Short problem ▸ Write out each of the following items line by line, with no changes.

[Point-based annotation data]
## BEGIN
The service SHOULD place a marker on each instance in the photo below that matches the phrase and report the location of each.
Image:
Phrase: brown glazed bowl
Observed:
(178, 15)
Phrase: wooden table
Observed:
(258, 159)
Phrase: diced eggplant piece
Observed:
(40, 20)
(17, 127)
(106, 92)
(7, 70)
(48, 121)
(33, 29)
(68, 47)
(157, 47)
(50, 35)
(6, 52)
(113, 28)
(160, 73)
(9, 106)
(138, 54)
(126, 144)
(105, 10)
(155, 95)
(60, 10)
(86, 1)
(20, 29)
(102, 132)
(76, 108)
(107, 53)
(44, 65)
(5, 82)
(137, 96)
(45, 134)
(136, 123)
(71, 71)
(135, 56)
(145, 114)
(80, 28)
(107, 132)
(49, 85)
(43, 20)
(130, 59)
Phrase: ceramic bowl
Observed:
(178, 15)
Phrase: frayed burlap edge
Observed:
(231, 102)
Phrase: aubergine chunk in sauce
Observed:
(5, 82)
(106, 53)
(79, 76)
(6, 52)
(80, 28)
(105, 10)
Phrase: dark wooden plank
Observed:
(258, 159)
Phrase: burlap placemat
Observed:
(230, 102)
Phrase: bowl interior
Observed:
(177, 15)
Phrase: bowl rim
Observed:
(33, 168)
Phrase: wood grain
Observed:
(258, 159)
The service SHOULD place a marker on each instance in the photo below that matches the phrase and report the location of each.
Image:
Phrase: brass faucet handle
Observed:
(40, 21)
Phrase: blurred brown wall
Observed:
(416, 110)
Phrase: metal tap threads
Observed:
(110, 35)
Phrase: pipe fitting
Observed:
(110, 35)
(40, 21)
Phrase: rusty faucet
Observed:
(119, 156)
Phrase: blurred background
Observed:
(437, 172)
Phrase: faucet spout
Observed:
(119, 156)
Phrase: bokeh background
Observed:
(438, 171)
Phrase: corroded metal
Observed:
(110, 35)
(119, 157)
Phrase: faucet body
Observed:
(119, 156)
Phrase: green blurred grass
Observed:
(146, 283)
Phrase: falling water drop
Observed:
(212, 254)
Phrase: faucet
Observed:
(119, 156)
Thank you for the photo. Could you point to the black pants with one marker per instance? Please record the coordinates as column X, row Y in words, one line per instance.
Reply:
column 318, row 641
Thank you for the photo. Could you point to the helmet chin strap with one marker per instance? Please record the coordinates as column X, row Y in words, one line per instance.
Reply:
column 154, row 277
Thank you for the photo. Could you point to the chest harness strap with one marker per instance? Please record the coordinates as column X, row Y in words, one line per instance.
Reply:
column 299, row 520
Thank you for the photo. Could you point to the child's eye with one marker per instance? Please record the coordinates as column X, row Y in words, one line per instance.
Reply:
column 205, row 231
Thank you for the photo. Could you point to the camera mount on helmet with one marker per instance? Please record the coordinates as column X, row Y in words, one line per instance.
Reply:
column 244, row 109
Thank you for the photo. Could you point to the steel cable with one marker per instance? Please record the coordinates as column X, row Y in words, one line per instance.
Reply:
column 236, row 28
## END
Reply to the exercise ▸
The service SHOULD place a marker on each instance in the photo below that matches the phrase and report the location of each.
Image:
Phrase: brown glazed bowl
Observed:
(178, 15)
Phrase: wooden table
Observed:
(258, 159)
Phrase: diced eggplant piece
Observed:
(40, 20)
(17, 127)
(106, 92)
(7, 70)
(48, 121)
(33, 29)
(68, 47)
(157, 47)
(50, 35)
(6, 52)
(113, 28)
(160, 73)
(9, 106)
(138, 54)
(126, 144)
(105, 10)
(155, 95)
(60, 10)
(86, 1)
(20, 29)
(102, 132)
(76, 108)
(107, 53)
(44, 65)
(5, 82)
(137, 96)
(45, 134)
(136, 123)
(71, 71)
(135, 56)
(145, 114)
(80, 28)
(107, 132)
(49, 85)
(43, 20)
(130, 59)
Phrase: ceramic bowl
Observed:
(178, 15)
Phrase: frayed burlap edge
Observed:
(231, 102)
Phrase: aubergine chunk in sauce
Observed:
(5, 82)
(106, 53)
(79, 76)
(6, 52)
(80, 28)
(105, 10)
Phrase: dark wooden plank
Observed:
(258, 159)
Phrase: burlap placemat
Observed:
(230, 102)
Phrase: bowl interior
Observed:
(177, 15)
Phrase: bowl rim
Observed:
(33, 168)
Phrase: wood grain
Observed:
(258, 159)
The service SHOULD place a marker on each instance in the photo below that matches the phrase and report the location of each.
Image:
Phrase: brass faucet handle
Observed:
(40, 21)
Phrase: blurred brown wall
Observed:
(416, 110)
Phrase: metal tap threads
Observed:
(110, 35)
Phrase: pipe fitting
Observed:
(110, 35)
(40, 21)
Phrase: rusty faucet
Observed:
(119, 156)
Phrase: blurred background
Observed:
(437, 172)
Phrase: faucet spout
Observed:
(119, 156)
Phrase: bokeh background
Observed:
(438, 171)
Phrase: corroded metal
Observed:
(110, 35)
(119, 157)
Phrase: faucet body
Observed:
(119, 156)
Phrase: green blurred grass
Observed:
(146, 283)
Phrase: falling water drop
Observed:
(212, 254)
Phrase: faucet
Observed:
(119, 156)
Thank you for the photo. Could you point to the black pants with one marker per instance? Please record the coordinates as column X, row Y in words, one line per instance.
Reply:
column 318, row 641
Thank you for the photo. Could you point to the helmet chin strap with one marker per instance? Please record the coordinates as column X, row Y in words, one line per instance.
Reply:
column 154, row 277
Thank you for the photo. Could you point to the chest harness strap with one marker per instance? Please record the coordinates as column X, row Y in words, one line per instance.
Reply:
column 299, row 520
Thank you for the photo. Could you point to the child's eye with one marker per instance? Please record the coordinates as column X, row Y in words, one line per instance.
Reply:
column 205, row 231
Thank you for the photo. Could you point to the camera mount on helmet with one marker per instance? Please record the coordinates as column X, row Y in words, one line per instance.
Reply:
column 244, row 109
Thank you for the photo. Could you point to the steel cable with one marker per instance? Please record the coordinates as column X, row Y in words, one line per instance.
Reply:
column 236, row 28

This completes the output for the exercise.